*** TEXT PROVIDED ***
Researchers at the U.S. Department of Energy’s (DOE’s) National Renewable Energy Laboratory (NREL) have determined how to transport massive wind turbine blades to parts of the country at a lower cost than segmented blades, but the solution will require some flexibility on the part of industry.
Manufacturing blades that can bend with “controlled flexing” will allow railroads to ship longer blades around the United States. Because of bends, twists, and turns in railroad lines, the upper limit for transporting single-piece land-based blades by rail is currently 75 meters.
The conceptual design envisioned by researchers would stretch that limit to 100 meters or beyond for land-based turbines. Blades of this length are already being proposed for offshore wind turbines and can be transported via barge, but they have not been installed inland due to the transportation constraints.
For land-based turbines, the longer blades could be shipped attached across the length of four railcars.
Longer blades and taller wind turbines allow for the greater production of energy, even in areas where wind speeds are low. Seeking an economical solution to installing wind turbines has kept wind farms from regions where the resource could potentially be harvested, including the southeast United States. The flexible blade technology may enable more deployment in these areas in the future due to the lower cost. Lowering the cost of transportation and enabling rotors with a higher capacity factor could make these deployments more economically feasible.
“This research can aid in massive deployment of wind energy in different regions of the country — even parts of the country that typically haven’t seen as much deployment,” said Nick Johnson, a mechanical engineer at NREL’s National Wind Technology Center and co-lead of the U.S. Department of Energy’s Big Adaptive Rotor Project (BAR). He is also co-author of a new paper, “Land-based wind turbine with flexible rail-transportable blades,” which appears in the journal Wind Energy Science.
*** DATA SECTION ***
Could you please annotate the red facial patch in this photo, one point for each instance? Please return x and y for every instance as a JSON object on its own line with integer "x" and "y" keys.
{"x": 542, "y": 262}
***
- **TASK REQUIREMENTS**: Please state the current upper limit for shipping single-piece land-based blades by rail, according to the wind turbine blade article.

- **EXPECTED ANSWER**: 75 meters.